DATA IN THIS EXERCISE:
>>>>>

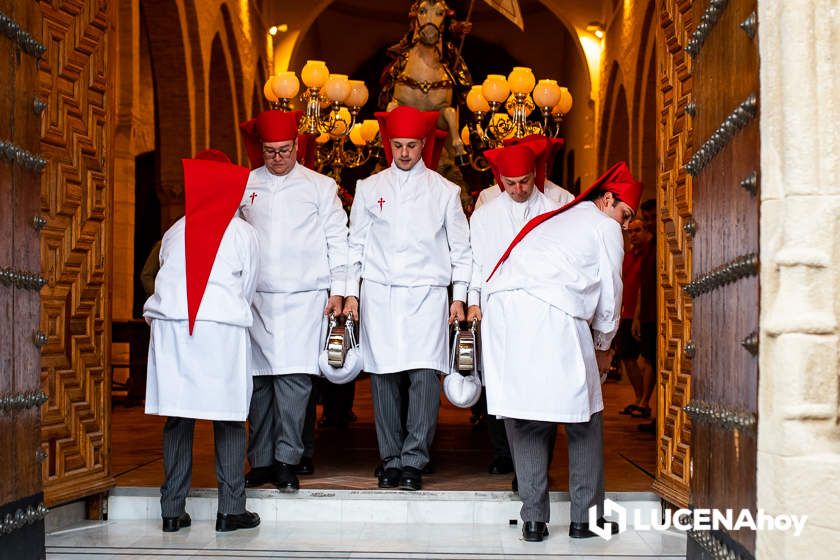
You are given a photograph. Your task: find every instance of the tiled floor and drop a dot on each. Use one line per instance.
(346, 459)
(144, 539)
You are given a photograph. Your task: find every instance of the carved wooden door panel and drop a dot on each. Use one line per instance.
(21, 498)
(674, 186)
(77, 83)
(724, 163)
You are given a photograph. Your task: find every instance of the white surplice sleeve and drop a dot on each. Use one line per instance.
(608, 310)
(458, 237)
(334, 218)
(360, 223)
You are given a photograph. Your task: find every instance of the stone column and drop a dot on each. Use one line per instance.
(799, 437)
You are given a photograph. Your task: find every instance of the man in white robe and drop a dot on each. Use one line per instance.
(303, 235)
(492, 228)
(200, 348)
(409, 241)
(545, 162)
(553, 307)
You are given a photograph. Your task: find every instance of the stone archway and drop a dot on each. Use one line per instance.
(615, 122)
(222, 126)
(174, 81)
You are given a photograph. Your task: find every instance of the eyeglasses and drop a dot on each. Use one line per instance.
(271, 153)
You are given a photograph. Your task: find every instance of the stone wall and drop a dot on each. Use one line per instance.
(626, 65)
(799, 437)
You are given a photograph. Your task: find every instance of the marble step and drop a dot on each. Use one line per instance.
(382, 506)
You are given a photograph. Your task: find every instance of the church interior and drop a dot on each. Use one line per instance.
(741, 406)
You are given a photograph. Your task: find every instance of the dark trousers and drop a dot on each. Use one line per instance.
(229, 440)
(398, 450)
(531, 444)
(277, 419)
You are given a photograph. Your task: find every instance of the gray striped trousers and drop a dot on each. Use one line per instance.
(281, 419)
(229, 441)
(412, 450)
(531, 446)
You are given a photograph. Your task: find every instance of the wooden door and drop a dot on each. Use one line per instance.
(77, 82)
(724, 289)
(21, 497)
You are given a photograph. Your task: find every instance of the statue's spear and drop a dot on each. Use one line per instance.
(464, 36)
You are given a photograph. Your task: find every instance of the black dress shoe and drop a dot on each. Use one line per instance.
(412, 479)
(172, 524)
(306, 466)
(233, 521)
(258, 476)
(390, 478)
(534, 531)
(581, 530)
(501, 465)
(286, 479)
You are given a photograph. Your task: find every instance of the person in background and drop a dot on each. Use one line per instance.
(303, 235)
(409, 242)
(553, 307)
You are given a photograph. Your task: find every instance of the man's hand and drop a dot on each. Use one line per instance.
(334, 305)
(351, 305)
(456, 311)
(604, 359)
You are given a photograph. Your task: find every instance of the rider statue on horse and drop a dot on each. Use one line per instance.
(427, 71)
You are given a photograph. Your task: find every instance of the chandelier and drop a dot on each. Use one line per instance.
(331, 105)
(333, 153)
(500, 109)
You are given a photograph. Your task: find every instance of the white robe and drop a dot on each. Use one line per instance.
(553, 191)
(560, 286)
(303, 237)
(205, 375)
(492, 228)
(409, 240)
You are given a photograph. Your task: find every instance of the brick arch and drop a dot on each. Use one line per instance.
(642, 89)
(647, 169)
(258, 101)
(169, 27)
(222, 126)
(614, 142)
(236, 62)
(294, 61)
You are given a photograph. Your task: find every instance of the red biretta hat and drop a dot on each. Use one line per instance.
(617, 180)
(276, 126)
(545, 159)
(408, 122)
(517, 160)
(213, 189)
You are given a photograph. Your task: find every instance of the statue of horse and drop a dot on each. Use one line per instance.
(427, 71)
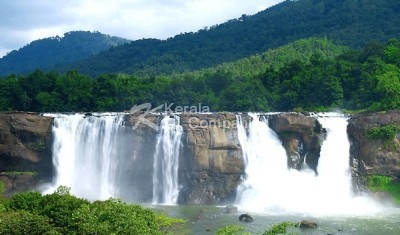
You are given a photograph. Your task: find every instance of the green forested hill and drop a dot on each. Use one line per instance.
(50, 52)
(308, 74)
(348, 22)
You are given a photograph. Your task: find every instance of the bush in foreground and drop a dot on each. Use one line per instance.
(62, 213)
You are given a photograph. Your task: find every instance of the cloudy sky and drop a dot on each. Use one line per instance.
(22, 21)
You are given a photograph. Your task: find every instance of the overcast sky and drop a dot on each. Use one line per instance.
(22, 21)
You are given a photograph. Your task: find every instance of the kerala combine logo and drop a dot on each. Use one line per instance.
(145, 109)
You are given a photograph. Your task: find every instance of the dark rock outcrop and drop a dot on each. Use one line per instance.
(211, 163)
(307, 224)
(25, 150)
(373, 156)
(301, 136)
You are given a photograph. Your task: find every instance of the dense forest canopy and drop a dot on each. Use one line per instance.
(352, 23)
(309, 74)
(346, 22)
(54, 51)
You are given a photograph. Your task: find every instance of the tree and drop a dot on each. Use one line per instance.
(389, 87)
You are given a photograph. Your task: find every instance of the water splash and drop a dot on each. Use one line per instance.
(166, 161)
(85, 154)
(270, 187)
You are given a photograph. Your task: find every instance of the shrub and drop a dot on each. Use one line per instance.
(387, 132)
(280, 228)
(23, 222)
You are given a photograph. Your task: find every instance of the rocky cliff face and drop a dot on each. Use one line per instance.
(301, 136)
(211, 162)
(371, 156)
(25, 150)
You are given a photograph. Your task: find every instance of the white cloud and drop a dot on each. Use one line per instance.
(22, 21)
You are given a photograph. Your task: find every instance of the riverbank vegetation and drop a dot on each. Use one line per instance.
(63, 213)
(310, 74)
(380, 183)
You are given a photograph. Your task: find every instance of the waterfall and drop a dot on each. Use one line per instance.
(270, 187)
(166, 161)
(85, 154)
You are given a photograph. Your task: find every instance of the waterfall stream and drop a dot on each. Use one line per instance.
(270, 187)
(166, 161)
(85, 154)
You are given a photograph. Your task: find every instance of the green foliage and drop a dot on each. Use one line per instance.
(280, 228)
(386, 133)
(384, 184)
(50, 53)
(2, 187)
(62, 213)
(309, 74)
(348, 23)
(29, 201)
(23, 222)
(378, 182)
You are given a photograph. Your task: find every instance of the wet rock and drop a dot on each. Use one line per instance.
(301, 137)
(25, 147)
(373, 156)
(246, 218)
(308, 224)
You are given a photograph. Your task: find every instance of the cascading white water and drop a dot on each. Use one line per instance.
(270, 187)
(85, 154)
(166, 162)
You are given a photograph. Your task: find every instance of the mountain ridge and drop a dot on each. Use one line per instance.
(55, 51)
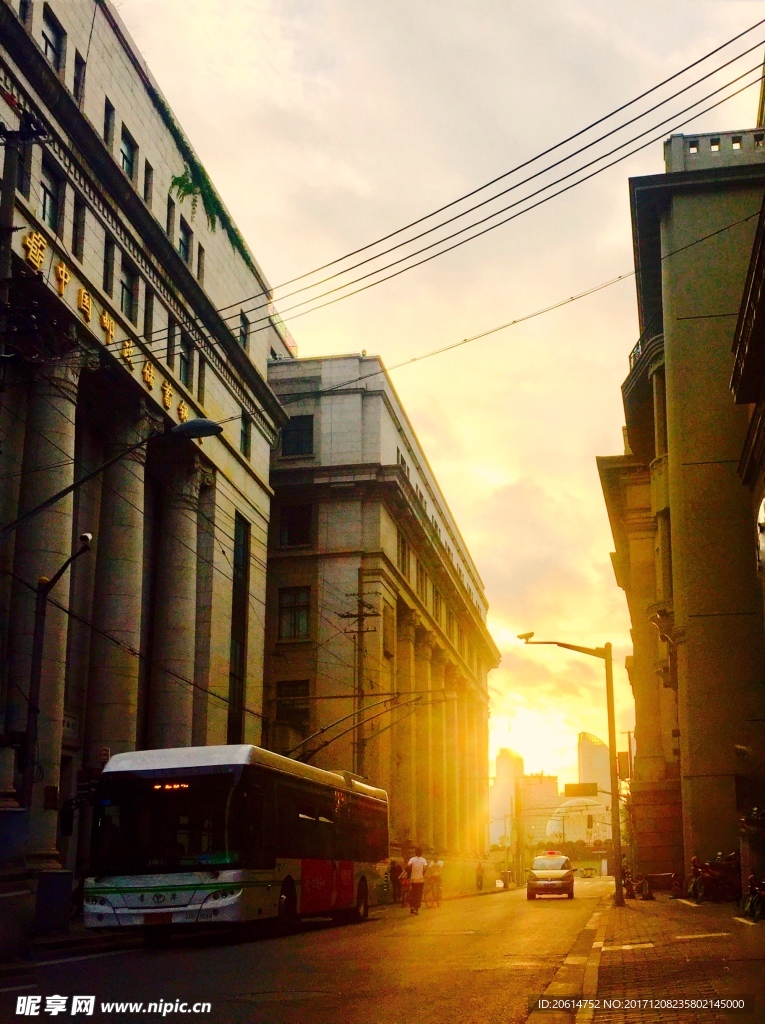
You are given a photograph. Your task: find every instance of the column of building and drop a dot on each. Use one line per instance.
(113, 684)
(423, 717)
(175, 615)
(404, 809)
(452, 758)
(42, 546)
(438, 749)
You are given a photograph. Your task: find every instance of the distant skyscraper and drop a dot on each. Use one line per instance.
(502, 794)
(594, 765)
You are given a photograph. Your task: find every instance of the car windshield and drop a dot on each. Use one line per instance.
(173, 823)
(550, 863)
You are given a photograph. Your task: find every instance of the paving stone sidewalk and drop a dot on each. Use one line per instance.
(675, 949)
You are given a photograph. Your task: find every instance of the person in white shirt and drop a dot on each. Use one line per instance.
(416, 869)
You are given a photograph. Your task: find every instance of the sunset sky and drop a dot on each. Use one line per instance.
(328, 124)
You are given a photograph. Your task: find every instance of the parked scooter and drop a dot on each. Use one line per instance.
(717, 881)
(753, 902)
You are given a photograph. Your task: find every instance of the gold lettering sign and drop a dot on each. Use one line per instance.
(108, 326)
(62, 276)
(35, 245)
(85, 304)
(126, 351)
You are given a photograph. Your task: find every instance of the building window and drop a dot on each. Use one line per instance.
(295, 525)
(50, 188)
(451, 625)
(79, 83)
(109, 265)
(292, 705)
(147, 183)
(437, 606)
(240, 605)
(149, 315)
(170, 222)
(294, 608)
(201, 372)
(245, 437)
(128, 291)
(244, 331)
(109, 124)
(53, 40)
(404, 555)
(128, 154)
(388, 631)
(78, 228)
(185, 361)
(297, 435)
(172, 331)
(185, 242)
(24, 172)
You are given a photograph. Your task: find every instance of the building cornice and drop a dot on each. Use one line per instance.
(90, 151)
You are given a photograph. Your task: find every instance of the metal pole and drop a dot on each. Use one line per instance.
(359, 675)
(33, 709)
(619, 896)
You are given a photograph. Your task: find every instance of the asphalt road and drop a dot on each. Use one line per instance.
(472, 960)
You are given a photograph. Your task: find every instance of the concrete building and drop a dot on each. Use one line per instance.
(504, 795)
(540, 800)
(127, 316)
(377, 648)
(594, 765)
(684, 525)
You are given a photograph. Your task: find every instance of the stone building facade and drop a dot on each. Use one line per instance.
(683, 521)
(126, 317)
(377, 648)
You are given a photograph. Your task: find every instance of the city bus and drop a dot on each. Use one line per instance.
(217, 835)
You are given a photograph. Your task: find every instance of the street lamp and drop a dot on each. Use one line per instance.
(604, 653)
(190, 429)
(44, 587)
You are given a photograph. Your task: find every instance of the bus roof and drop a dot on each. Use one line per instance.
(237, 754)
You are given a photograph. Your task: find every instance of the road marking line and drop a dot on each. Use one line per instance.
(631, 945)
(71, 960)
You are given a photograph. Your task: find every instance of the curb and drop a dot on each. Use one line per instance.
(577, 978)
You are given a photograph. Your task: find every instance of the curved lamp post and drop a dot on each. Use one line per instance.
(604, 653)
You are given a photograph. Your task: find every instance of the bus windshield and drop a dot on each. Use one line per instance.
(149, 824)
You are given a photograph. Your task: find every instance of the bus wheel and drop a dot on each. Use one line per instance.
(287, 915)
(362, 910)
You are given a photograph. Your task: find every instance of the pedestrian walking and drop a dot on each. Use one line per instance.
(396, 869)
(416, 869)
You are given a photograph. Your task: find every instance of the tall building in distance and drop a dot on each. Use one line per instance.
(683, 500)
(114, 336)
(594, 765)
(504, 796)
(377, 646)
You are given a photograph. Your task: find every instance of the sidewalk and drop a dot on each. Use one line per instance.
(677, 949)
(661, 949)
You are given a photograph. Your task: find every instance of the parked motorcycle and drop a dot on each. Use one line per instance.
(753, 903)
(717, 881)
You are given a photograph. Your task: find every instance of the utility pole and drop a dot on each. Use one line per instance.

<<<<<

Give exactly the lines from the one with "the bus roof" to the end of the entries, nothing before them.

OUTPUT:
You are given a photograph. Your task: find every instance of the bus roof and drop a dot on each. Use one line per instance.
(237, 754)
You are given a photograph. Your task: find every instance of the road marking line and drop a dot on each. Use one line per instance.
(631, 945)
(71, 960)
You are given a photograph. Your task: find every instance of the curb and drop a dot on each. Use one line per instance.
(577, 978)
You are given a photograph. Your task: find every instance of the curved lamp post and drop a dot on each. Use one line per instance.
(604, 653)
You are given a photograph. Your task: find every instance of the bus windshield and drop a dot on each. Use one line per instance.
(149, 824)
You are given a photograph. Your task: find every instance of the bus wheel and drop a dot on each. Use one line per instance.
(287, 915)
(362, 910)
You are given a photograph. Your task: find every instance of the pedestrian walking and drop a dot on each. Use one line per instance.
(396, 869)
(416, 869)
You are given a photograph. Your task: find every instance of the tall building in distance and drop a dot on each. Use one line per instance.
(683, 500)
(114, 336)
(594, 765)
(504, 796)
(377, 646)
You are given a photograph. Your task: find every instance of the sidewalk and drop a dot on each. Use one line per instance.
(677, 949)
(661, 949)
You are given a photograph. Your task: find every instance of the parked motorcycle and drop a dot on each. Use one line per instance.
(753, 903)
(717, 881)
You are given a photograph. Your task: find every instance of the utility pole and drop a dot on each. Use one line per instance.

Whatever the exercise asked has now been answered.